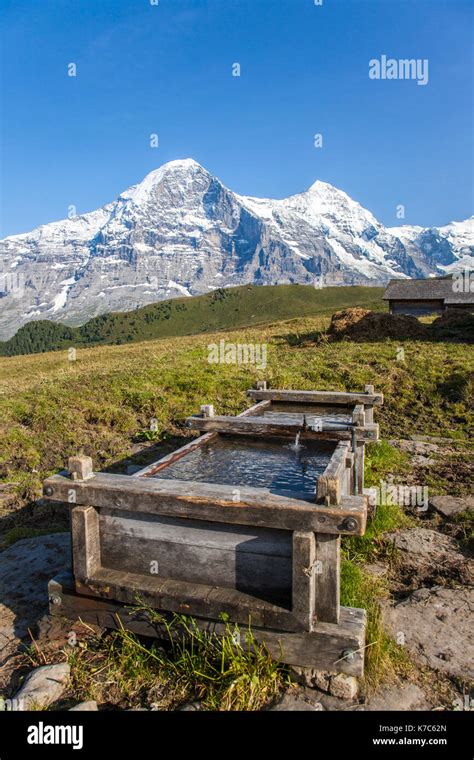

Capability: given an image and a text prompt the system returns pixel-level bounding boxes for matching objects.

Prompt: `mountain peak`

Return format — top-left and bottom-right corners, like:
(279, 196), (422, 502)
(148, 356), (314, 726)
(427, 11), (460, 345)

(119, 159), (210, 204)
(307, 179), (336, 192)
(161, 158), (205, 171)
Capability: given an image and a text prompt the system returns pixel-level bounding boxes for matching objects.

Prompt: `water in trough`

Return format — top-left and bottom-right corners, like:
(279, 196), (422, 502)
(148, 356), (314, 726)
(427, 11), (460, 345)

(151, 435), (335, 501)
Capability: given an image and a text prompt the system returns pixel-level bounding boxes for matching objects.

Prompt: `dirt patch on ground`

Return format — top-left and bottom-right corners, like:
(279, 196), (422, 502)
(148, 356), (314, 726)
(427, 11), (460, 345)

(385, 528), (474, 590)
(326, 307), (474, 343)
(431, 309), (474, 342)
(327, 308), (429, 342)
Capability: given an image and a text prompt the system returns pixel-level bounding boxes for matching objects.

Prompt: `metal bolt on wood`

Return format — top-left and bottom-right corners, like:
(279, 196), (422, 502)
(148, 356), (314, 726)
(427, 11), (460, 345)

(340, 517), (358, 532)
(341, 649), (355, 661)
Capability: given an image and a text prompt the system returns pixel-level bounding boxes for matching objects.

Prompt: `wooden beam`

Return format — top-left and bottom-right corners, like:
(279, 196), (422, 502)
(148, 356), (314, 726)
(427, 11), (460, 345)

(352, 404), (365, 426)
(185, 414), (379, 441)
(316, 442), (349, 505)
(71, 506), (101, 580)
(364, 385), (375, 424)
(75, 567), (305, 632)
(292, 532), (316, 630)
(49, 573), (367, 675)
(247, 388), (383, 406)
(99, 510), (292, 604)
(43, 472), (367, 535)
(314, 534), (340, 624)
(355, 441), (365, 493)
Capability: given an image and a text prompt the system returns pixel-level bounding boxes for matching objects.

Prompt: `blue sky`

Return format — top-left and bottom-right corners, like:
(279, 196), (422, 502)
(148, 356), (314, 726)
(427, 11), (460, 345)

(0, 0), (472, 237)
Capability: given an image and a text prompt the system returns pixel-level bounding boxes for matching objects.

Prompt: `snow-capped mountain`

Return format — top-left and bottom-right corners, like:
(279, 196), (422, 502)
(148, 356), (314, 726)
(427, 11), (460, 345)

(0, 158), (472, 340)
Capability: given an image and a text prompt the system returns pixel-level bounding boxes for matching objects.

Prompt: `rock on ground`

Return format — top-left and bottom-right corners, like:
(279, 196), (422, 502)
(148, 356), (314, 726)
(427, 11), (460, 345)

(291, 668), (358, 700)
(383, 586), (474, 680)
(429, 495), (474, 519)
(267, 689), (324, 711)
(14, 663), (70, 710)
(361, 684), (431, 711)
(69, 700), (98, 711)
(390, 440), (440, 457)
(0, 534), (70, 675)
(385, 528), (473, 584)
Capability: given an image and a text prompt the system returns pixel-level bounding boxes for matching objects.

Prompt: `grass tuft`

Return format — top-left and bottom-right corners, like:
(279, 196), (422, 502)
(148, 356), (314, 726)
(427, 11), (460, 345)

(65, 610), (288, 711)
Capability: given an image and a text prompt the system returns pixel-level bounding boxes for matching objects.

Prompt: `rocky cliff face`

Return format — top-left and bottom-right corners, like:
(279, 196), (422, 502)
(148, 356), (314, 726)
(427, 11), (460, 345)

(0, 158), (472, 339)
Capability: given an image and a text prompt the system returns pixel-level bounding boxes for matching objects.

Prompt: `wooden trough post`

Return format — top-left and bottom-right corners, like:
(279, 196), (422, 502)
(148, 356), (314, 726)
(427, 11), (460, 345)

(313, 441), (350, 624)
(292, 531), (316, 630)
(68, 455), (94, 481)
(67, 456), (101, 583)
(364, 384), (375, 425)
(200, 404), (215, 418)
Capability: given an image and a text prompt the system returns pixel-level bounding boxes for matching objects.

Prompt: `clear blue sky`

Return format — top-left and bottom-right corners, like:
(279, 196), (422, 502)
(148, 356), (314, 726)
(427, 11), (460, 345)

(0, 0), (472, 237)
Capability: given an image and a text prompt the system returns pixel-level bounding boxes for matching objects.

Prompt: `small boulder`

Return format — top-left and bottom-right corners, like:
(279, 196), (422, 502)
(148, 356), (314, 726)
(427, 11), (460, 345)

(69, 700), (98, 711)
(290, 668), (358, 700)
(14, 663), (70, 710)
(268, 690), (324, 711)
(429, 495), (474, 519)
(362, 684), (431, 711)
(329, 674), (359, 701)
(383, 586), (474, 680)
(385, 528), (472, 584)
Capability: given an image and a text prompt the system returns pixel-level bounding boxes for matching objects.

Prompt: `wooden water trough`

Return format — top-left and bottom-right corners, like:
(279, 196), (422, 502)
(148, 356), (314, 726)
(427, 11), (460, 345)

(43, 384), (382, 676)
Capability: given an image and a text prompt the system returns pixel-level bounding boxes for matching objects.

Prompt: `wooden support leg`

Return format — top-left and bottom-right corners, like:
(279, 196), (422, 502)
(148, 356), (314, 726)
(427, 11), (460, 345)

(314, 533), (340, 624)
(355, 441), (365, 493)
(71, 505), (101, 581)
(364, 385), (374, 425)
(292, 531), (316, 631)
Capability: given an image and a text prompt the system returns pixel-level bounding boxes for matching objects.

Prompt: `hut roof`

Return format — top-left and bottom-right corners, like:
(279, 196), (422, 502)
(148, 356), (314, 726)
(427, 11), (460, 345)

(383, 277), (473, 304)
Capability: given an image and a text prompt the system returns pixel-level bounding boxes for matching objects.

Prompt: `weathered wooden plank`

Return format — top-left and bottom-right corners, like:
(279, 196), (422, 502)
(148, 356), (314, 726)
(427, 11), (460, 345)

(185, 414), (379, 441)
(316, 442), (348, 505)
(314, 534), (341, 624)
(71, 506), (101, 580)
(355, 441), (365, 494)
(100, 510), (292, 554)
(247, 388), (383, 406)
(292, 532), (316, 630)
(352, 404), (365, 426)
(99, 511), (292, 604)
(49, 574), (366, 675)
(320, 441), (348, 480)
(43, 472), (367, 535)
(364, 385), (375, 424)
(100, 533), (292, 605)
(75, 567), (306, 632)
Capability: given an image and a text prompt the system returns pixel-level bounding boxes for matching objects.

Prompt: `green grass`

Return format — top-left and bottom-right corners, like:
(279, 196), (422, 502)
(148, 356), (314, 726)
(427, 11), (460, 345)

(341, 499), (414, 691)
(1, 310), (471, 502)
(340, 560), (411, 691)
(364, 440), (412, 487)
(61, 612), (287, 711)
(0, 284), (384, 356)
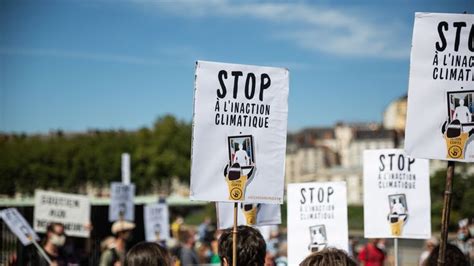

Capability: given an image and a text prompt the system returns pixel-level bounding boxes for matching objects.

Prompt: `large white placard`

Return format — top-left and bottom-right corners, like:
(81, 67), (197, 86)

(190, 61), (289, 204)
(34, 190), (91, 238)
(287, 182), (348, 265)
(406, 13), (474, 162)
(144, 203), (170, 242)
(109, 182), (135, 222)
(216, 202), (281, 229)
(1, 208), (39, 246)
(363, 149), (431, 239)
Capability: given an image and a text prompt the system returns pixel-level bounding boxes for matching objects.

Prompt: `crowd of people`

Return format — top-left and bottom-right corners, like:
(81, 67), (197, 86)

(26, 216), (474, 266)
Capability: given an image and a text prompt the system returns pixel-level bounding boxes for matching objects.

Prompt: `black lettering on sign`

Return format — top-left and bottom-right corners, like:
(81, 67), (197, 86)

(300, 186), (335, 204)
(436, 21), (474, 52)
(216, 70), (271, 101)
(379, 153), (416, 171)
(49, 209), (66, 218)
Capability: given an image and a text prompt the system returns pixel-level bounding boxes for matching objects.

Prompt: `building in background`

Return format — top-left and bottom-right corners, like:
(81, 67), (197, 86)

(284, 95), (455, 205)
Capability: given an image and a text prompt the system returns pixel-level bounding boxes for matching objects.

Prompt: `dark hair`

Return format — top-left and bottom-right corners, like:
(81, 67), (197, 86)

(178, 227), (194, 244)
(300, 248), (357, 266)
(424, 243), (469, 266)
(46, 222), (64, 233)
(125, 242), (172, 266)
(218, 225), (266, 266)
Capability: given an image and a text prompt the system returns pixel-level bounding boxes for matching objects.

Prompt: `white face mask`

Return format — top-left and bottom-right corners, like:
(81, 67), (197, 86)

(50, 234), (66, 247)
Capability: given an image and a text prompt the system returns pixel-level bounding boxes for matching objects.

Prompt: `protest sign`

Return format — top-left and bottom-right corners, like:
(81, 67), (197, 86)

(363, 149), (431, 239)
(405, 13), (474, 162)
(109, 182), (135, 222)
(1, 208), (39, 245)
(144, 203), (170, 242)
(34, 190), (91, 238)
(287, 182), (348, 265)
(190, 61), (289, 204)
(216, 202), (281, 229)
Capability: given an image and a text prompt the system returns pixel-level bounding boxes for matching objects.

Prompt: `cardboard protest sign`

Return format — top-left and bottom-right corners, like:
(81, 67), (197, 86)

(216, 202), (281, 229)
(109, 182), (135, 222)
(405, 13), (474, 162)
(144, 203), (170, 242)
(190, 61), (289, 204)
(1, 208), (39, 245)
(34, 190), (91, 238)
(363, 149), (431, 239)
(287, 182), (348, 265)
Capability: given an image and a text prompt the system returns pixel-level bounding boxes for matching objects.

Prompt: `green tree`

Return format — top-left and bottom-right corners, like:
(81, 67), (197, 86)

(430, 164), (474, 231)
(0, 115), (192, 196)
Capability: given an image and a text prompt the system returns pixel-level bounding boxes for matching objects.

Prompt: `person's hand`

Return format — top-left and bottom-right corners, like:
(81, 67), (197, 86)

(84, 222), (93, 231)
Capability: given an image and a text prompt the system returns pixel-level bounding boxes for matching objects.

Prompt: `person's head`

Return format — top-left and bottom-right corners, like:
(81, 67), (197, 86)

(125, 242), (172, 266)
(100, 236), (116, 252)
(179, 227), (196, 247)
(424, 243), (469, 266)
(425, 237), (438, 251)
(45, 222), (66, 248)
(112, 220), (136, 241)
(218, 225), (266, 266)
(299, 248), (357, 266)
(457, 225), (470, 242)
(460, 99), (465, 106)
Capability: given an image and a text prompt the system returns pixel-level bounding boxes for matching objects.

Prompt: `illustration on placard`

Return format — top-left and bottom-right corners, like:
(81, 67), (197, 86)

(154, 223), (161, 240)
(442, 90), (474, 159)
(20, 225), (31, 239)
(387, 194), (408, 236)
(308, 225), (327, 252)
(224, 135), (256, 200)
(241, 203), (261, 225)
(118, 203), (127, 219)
━━━━
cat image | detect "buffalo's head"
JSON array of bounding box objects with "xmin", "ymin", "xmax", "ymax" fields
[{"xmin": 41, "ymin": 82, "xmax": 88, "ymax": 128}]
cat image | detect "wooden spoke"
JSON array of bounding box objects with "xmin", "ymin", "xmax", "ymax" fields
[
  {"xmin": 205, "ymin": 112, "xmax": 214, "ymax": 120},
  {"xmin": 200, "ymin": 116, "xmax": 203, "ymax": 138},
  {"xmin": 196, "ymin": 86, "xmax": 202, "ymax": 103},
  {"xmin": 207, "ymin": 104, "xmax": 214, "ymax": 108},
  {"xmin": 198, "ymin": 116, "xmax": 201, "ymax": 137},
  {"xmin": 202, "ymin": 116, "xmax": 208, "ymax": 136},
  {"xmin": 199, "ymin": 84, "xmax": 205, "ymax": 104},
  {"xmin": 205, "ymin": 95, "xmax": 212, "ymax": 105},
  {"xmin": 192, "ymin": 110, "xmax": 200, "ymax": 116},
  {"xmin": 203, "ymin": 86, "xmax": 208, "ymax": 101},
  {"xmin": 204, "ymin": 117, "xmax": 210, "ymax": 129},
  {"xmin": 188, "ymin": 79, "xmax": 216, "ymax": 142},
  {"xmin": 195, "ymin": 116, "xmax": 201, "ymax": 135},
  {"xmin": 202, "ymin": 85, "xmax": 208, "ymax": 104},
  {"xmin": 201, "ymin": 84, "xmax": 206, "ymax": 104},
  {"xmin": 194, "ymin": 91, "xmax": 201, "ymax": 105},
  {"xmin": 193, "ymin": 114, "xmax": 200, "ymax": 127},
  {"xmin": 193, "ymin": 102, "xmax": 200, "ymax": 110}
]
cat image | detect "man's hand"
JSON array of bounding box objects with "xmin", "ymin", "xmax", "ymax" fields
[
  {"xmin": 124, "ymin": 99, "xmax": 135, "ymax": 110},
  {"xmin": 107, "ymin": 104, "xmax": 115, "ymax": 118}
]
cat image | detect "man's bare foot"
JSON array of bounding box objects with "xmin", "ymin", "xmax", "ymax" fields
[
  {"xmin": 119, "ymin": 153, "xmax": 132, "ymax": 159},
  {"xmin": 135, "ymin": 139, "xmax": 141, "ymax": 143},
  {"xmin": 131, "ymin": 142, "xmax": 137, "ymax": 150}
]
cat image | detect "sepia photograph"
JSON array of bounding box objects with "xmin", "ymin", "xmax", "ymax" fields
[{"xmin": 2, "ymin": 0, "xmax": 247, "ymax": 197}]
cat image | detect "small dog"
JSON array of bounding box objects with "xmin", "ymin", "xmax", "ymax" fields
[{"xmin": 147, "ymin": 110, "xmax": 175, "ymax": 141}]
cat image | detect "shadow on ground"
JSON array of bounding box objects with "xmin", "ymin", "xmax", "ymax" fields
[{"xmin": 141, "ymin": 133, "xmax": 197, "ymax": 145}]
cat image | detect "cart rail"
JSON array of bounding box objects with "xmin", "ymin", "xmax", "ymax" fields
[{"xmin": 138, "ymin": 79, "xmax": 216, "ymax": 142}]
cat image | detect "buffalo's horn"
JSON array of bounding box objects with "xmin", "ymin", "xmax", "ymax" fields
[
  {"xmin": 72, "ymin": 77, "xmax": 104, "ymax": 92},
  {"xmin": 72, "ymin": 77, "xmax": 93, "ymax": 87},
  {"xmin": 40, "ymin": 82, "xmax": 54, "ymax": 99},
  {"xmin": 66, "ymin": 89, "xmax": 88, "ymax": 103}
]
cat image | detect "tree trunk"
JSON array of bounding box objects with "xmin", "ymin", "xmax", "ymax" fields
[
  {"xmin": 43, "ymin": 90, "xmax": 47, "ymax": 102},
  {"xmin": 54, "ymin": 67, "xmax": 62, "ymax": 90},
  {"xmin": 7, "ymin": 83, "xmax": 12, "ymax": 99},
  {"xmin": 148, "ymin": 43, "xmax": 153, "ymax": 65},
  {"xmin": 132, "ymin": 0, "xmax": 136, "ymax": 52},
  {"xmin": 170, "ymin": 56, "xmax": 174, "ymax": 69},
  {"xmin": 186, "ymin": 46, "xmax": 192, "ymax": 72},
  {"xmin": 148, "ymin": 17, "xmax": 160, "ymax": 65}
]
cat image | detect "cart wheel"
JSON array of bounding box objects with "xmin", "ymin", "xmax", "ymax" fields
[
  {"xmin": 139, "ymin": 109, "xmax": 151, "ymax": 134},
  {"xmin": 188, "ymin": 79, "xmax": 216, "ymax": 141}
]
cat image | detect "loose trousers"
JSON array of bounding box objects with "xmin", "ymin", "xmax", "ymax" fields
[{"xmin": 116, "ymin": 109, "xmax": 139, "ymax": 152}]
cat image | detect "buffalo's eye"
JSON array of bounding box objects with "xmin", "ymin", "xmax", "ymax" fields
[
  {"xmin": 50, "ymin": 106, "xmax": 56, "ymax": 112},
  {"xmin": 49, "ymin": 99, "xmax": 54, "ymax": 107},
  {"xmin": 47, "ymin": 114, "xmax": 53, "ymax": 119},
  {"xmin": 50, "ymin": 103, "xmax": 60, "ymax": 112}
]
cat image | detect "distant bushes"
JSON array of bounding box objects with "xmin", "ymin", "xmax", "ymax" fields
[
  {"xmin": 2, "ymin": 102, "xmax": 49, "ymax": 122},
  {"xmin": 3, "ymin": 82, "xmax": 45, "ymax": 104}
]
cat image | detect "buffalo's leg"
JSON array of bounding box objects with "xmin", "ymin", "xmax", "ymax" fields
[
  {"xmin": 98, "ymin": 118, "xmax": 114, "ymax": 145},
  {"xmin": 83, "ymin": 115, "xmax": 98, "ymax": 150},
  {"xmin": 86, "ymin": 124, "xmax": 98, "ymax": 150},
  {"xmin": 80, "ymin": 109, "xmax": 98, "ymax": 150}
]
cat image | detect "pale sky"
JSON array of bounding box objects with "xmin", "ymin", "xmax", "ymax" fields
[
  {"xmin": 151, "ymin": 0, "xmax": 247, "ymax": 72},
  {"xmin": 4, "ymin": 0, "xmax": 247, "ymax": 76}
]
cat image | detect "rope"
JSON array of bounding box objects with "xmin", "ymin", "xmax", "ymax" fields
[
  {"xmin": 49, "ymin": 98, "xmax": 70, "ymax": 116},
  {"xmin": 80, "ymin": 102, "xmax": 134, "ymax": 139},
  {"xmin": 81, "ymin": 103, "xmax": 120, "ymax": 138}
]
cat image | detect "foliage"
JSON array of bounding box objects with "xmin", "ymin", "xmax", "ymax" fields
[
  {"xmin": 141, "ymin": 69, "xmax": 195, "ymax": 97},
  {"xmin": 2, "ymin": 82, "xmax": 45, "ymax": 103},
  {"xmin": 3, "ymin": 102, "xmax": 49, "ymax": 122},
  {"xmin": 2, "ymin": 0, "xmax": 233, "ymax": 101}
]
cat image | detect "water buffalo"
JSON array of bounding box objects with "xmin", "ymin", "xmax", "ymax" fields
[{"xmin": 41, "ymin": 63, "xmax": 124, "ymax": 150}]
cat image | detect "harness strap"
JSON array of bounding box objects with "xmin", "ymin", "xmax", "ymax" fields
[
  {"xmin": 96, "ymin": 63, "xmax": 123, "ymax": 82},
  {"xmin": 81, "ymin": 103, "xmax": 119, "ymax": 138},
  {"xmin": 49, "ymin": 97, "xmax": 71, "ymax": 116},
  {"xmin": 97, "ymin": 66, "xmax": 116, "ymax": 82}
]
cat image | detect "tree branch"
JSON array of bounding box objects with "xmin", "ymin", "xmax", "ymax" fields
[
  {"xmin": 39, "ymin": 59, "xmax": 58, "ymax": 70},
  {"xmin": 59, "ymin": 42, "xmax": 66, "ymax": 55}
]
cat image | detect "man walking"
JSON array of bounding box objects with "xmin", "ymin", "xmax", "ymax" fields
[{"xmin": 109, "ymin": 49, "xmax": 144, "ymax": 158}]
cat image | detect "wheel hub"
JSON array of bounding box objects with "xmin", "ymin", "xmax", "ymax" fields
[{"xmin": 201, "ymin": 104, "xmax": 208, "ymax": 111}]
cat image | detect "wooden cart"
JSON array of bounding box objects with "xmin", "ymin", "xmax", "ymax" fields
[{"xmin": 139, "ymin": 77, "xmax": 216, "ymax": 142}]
━━━━
### YOUR INSTRUCTIONS
Across the listing above, in how many lines does the string "protest" occur? Give the number only.

### ANSWER BOX
2